##### DATA LISTING #####

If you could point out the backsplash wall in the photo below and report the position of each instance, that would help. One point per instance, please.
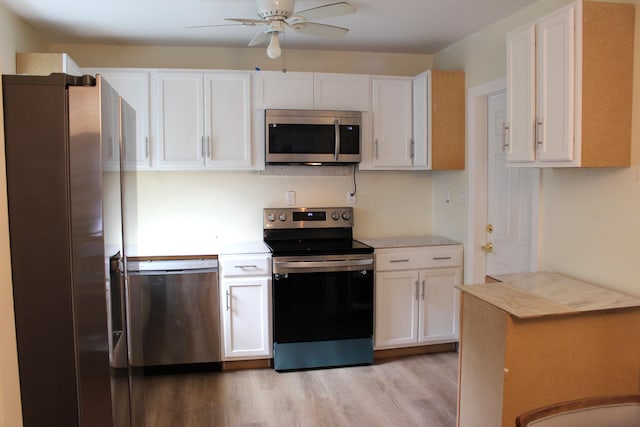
(186, 213)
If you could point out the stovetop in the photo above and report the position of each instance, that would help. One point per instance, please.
(311, 231)
(317, 247)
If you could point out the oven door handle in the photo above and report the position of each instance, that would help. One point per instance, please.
(318, 266)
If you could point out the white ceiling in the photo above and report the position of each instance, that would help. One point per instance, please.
(407, 26)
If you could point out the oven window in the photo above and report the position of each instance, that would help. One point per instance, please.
(322, 306)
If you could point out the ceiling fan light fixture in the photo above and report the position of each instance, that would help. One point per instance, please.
(274, 50)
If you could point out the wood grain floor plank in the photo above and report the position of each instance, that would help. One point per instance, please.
(410, 391)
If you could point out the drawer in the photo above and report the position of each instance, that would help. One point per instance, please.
(418, 257)
(244, 265)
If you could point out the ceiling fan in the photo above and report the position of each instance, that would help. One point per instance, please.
(278, 14)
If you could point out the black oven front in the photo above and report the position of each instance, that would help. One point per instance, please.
(322, 311)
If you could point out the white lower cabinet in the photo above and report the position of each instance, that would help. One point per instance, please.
(416, 301)
(245, 299)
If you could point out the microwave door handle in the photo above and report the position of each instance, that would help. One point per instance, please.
(336, 124)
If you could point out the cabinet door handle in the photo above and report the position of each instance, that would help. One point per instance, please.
(505, 136)
(539, 132)
(336, 125)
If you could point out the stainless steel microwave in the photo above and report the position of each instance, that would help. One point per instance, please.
(312, 137)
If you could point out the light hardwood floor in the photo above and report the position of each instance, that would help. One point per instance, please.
(410, 391)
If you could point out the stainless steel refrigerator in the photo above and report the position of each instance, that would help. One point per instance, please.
(65, 189)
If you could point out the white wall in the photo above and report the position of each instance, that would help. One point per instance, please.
(197, 213)
(590, 218)
(14, 36)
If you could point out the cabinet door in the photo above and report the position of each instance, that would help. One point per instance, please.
(334, 91)
(439, 301)
(421, 95)
(521, 95)
(275, 89)
(392, 123)
(246, 317)
(396, 303)
(556, 86)
(180, 120)
(227, 120)
(134, 86)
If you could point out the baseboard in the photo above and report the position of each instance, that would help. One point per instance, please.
(413, 351)
(234, 365)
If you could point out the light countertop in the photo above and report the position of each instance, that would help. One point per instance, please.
(528, 295)
(407, 242)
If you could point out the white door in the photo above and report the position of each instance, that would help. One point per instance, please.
(396, 308)
(180, 122)
(510, 200)
(556, 86)
(392, 122)
(227, 115)
(245, 316)
(521, 95)
(439, 299)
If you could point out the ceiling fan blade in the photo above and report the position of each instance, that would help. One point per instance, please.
(313, 29)
(218, 25)
(259, 39)
(244, 21)
(328, 11)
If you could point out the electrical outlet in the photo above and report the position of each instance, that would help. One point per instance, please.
(291, 198)
(351, 197)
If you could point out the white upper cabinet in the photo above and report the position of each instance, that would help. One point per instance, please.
(332, 91)
(439, 120)
(204, 120)
(569, 83)
(290, 90)
(391, 145)
(415, 123)
(135, 87)
(228, 120)
(306, 91)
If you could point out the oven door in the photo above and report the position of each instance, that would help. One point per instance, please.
(322, 298)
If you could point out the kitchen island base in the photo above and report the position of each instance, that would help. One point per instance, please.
(512, 364)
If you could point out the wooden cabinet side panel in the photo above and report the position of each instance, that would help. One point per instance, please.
(448, 120)
(482, 353)
(607, 83)
(554, 359)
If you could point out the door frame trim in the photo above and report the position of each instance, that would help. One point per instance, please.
(475, 268)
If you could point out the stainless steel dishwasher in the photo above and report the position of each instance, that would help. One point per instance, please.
(173, 312)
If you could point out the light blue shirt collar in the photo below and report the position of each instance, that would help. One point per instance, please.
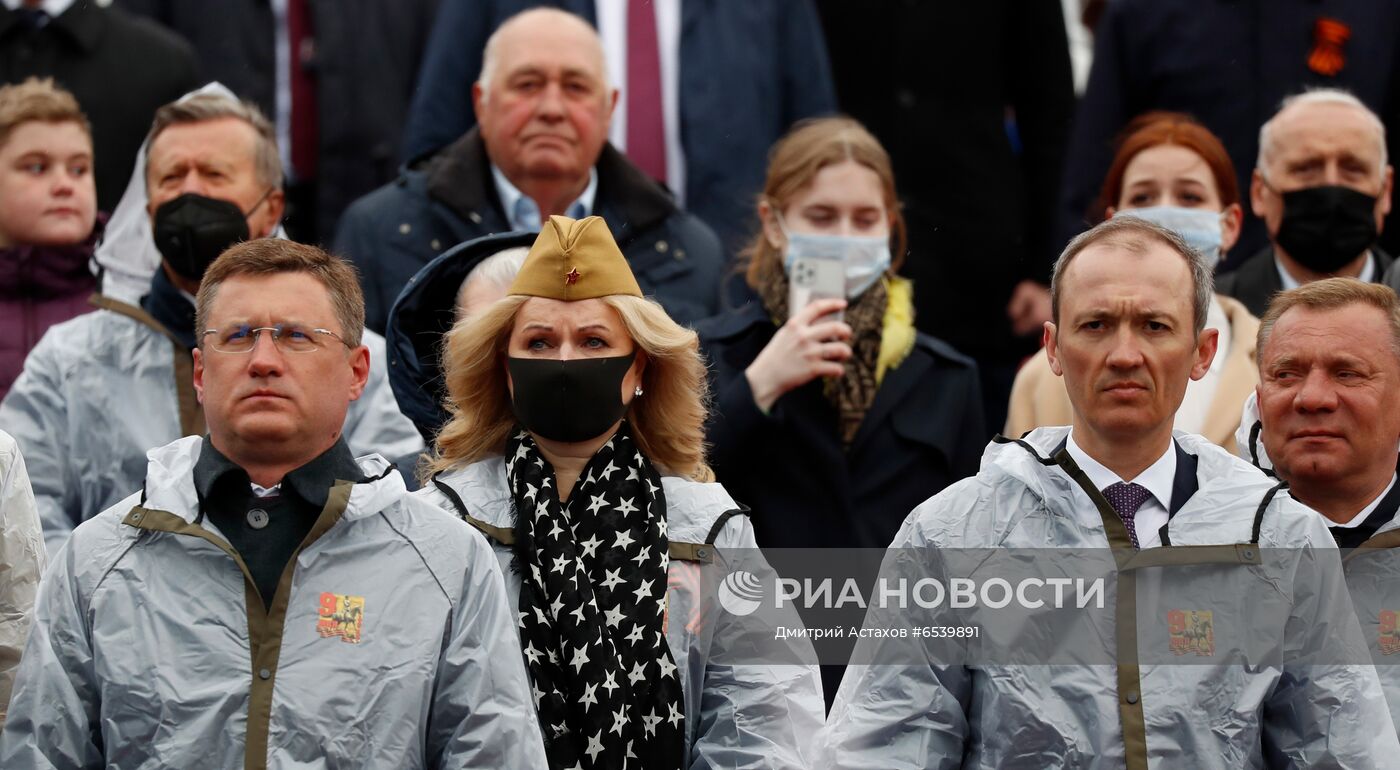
(524, 213)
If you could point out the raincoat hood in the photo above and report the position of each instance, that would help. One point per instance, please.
(424, 311)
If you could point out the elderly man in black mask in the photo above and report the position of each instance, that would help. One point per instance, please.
(101, 389)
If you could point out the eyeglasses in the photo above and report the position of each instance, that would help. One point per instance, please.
(289, 338)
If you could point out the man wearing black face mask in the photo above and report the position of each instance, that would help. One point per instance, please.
(98, 392)
(1322, 185)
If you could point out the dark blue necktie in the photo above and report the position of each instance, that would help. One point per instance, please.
(1126, 500)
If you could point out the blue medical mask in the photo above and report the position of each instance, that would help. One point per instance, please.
(864, 258)
(1199, 227)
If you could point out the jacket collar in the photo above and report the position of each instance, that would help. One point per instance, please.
(311, 482)
(83, 24)
(167, 304)
(170, 482)
(459, 177)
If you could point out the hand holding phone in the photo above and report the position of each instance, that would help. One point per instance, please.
(812, 343)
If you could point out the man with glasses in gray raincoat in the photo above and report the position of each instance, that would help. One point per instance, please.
(266, 599)
(101, 389)
(1253, 570)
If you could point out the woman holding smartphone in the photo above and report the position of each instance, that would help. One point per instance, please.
(835, 419)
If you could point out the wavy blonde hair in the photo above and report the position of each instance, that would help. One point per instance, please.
(667, 422)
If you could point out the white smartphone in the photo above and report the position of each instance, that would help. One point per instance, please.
(816, 277)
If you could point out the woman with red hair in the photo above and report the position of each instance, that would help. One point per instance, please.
(1173, 171)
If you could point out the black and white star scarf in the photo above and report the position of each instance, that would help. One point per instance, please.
(592, 608)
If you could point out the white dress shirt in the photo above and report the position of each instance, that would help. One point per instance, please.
(1157, 479)
(612, 28)
(1355, 521)
(524, 213)
(52, 7)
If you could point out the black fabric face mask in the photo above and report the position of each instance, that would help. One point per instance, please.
(1326, 227)
(191, 231)
(569, 401)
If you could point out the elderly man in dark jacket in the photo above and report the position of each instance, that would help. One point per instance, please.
(744, 73)
(545, 107)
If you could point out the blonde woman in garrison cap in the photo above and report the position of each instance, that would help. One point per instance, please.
(577, 445)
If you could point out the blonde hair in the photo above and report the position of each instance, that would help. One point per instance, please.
(1332, 294)
(667, 422)
(795, 161)
(38, 100)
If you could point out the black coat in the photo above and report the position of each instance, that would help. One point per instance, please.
(1229, 63)
(923, 433)
(1256, 282)
(366, 63)
(934, 81)
(749, 69)
(119, 67)
(398, 228)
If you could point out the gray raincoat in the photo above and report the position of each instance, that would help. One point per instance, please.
(1372, 573)
(21, 562)
(1200, 714)
(388, 643)
(738, 716)
(101, 389)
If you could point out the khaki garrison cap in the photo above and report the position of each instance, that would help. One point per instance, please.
(574, 259)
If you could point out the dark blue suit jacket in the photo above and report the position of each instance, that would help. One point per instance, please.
(398, 228)
(748, 72)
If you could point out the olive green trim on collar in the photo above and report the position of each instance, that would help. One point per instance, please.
(1182, 556)
(685, 552)
(1385, 541)
(500, 534)
(1113, 527)
(265, 626)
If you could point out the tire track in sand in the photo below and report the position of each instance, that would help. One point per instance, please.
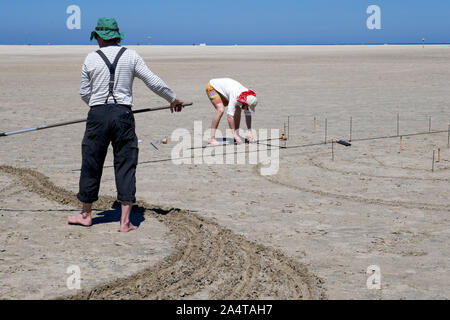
(208, 261)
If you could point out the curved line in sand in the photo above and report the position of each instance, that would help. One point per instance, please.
(207, 259)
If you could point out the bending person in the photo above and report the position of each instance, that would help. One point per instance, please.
(226, 92)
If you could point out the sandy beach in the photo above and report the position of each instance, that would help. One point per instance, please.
(310, 231)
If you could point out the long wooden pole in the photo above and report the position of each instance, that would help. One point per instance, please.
(60, 124)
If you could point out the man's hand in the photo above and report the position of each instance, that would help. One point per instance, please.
(176, 106)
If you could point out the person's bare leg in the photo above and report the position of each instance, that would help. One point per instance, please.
(230, 119)
(248, 120)
(84, 218)
(220, 109)
(237, 119)
(125, 224)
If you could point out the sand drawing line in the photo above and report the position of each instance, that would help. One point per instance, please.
(207, 260)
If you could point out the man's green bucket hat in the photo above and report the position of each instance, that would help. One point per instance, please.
(107, 29)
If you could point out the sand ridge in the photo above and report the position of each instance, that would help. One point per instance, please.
(209, 261)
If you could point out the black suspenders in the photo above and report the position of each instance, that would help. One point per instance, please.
(112, 71)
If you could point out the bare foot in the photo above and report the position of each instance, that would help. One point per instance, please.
(214, 142)
(127, 227)
(83, 219)
(237, 140)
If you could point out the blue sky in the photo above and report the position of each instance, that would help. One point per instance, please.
(229, 22)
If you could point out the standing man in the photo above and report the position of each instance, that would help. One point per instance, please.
(226, 92)
(106, 86)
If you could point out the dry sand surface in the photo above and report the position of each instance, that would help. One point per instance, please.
(310, 231)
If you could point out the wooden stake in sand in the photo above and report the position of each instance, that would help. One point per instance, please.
(288, 136)
(432, 165)
(332, 150)
(351, 129)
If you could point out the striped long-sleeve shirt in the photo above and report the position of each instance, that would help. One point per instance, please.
(95, 78)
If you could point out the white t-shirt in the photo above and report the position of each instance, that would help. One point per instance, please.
(230, 89)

#####

__PROMPT__. Reproduce the lines of the material above verbatim, starting at the line that contains "If you could point out the elderly man in black" and ending at the line that contains "(1199, 227)", with both of those lines included.

__RESULT FOR THIS TASK__.
If you could point out the elderly man in black mask in the photo above and report the position of each instance, that would help. One point per instance, please.
(101, 389)
If you could point out the eyeglasses in the photo above and report the position of each instance, that would help. One point per instance, please.
(289, 338)
If you could point out the man wearing black face mask in the photo above and report the position of each instance, that would help. One point per instance, please.
(98, 392)
(1322, 185)
If you could point out the dark blue necktie in the photo above and report the position of each instance, that would help. One point per instance, please.
(1126, 500)
If you could point out the blue medical mask in the photo above and report the position of each instance, that would help. One point per instance, please.
(864, 258)
(1199, 227)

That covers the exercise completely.